§ **WORK TO DO**: Take the entries from the line containing "of the chair" through the line containing "of the elderly", both included. Switch every "thickest" to "widest" and write out only those lines again, leaving everything else the same.

§ **THE INPUT**:
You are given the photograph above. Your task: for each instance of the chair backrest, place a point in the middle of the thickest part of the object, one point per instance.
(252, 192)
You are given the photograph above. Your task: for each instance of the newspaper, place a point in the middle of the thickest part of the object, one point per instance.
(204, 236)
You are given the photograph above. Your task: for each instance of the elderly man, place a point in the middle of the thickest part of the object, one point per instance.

==

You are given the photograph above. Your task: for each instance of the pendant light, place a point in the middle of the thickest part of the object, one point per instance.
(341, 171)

§ **RESULT**:
You are given the photograph above. Your task: for each instance of the chair backrest, place a point in the middle of the widest part of the object, one point per instance.
(252, 192)
You are given the photograph above. Your task: for each instance of the newspaper, place a point in the middle of the widest part of the object, one point per instance.
(204, 236)
You are given the photograph above. Your task: for each instance of the elderly man, place a point in the middle of the widest part of the object, one point per instance.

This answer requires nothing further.